• **TEKS BACAAN**:
★ ★ ★ ★ ★ ★ ★
Gila! Enam Anak Muda Ini Sudah Bergelar Doktor di Usia 20-an, Ada yang Umur 24!
BAKUKABAR.ID – Jakarta.
Di saat sebagian besar orang seusia mereka masih sibuk menyusun skripsi atau mencari pekerjaan pertama, enam anak muda Indonesia ini justru sudah menapaki tangga tertinggi akademik: meraih gelar doktor (S3) di usia awal 20-an.
Bukan sekadar lulus, mereka pernah tercatat sebagai doktor termuda di Indonesia atau di kampus masing-masing pada masanya. Dari Aceh sampai Surabaya, dari laboratorium kimia hingga riset transportasi, mereka membuktikan bahwa batas usia bukan halangan untuk menembus puncak keilmuan.
Nama Grandprix Thomryes Marth Kadja tercatat sebagai pemecah rekor nasional. Ia meraih gelar doktor dari Institut Teknologi Bandung (ITB) di usia 24 tahun. Melalui program percepatan PMDSU, Grandprix menyelesaikan S2 dan S3 sekaligus hanya dalam empat tahun. Disertasinya tentang zeolit ZSM-5 membuka jalan baru dalam pengembangan katalis ramah lingkungan, dan MURI pun menetapkannya sebagai doktor termuda Indonesia saat itu.
★ ★ ★ ★ ★ ★ ★
• **TUGAS LATIHAN A**: Pilih setiap baris catatan yang memuat kata "street".

• **CATATAN YANG DIAMBIL**:
★ ★ ★ ★ ★ ★ ★
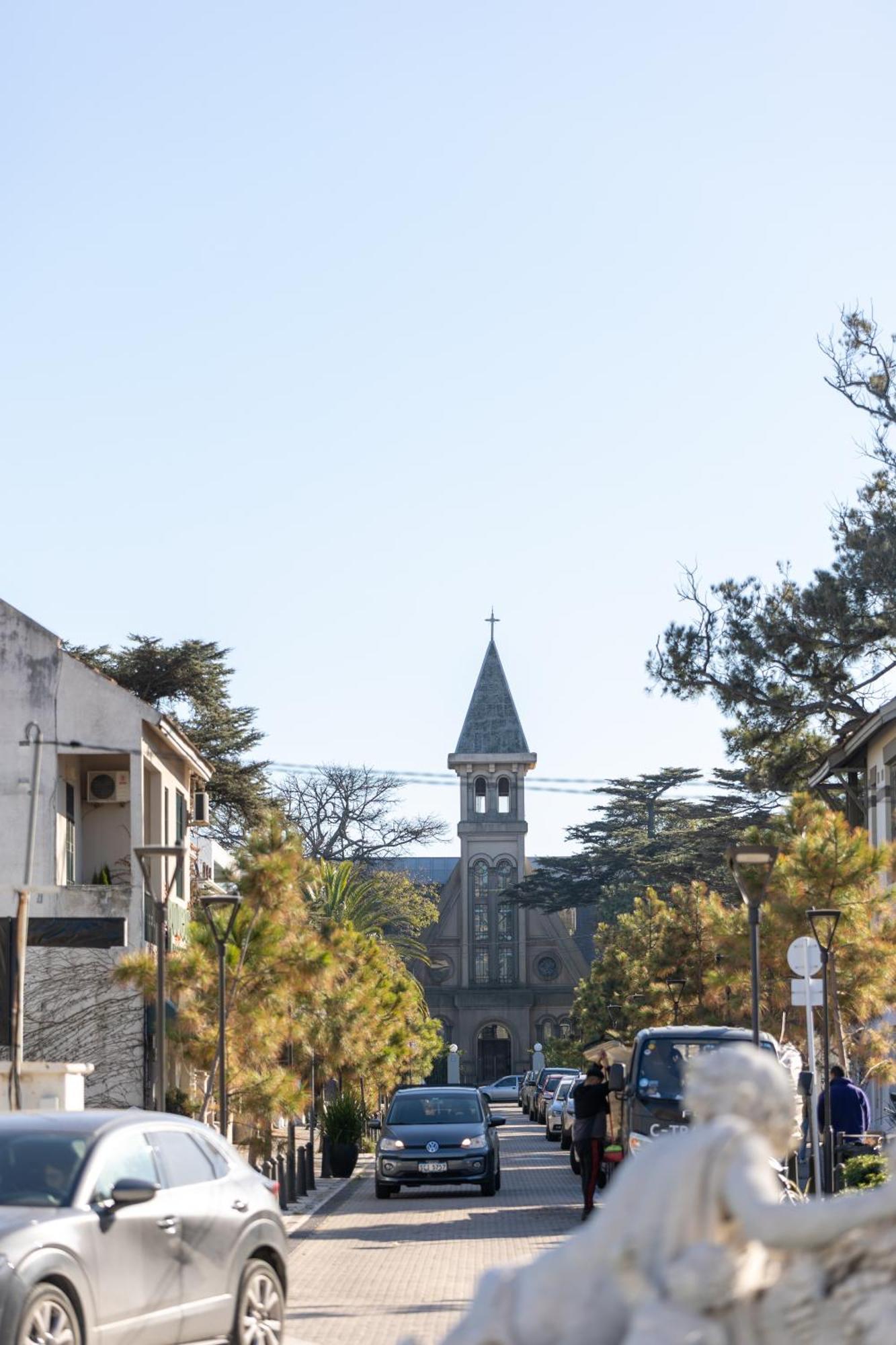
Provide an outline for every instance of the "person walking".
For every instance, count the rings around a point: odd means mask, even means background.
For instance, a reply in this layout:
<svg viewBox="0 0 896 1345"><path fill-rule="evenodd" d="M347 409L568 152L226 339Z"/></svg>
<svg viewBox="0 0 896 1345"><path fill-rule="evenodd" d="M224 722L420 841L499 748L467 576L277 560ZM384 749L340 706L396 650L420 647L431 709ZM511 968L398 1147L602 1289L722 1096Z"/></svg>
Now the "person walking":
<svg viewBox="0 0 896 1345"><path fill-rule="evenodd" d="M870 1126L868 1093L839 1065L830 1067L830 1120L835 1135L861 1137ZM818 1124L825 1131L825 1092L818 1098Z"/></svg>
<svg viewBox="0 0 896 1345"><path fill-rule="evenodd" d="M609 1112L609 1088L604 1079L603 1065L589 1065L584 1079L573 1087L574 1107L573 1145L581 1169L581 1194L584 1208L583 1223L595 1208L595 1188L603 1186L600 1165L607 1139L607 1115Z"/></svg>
★ ★ ★ ★ ★ ★ ★
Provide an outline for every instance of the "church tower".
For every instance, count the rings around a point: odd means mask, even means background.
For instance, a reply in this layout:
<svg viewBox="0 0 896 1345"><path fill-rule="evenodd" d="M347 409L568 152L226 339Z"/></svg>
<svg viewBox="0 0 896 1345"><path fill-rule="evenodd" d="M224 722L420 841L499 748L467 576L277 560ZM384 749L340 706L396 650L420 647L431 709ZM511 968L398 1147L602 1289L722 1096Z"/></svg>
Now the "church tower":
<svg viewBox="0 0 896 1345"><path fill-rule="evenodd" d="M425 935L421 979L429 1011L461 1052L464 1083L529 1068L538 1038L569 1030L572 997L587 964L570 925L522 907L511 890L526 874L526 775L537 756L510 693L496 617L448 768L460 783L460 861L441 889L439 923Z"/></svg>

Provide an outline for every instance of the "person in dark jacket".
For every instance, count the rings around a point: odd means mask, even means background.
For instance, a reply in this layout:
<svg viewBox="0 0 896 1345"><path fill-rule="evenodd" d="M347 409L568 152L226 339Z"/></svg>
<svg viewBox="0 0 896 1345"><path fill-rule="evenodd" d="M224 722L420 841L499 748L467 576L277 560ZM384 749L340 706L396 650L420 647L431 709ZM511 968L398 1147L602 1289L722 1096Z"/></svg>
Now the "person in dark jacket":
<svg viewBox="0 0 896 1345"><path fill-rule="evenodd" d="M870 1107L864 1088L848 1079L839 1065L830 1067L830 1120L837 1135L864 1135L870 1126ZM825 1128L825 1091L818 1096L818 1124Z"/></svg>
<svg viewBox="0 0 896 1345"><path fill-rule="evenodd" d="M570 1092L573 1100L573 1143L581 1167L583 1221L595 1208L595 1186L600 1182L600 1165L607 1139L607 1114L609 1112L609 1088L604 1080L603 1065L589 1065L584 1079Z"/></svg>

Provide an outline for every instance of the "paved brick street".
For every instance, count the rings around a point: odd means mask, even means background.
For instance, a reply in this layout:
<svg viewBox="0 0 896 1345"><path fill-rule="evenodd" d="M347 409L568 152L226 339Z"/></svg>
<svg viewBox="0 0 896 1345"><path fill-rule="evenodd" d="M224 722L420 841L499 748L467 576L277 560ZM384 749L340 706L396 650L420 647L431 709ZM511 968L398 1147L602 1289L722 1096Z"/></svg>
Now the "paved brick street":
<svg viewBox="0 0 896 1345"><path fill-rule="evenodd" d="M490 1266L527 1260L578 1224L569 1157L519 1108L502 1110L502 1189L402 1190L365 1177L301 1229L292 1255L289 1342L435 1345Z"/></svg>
★ ★ ★ ★ ★ ★ ★
• **TUGAS LATIHAN B**: Buat versi ringkas berbentuk daftar dari paragraf teks yang diawali "Nama Grandprix Thomryes Marth Kadja", dengan tetap memuat fakta utamanya.

• **JAWABAN LATIHAN A**:
Provide an outline for every instance of the "paved brick street".
Now the "paved brick street":

• **JAWABAN LATIHAN B**:
- Grandprix Thomryes Marth Kadja tercatat sebagai pemecah rekor nasional.
- Ia meraih gelar doktor dari Institut Teknologi Bandung (ITB) di usia 24 tahun.
- Lewat program percepatan PMDSU, ia menyelesaikan S2 dan S3 sekaligus hanya dalam empat tahun.
- Disertasinya tentang zeolit ZSM-5 membuka jalan baru dalam pengembangan katalis ramah lingkungan.
- MURI menetapkannya sebagai doktor termuda Indonesia saat itu.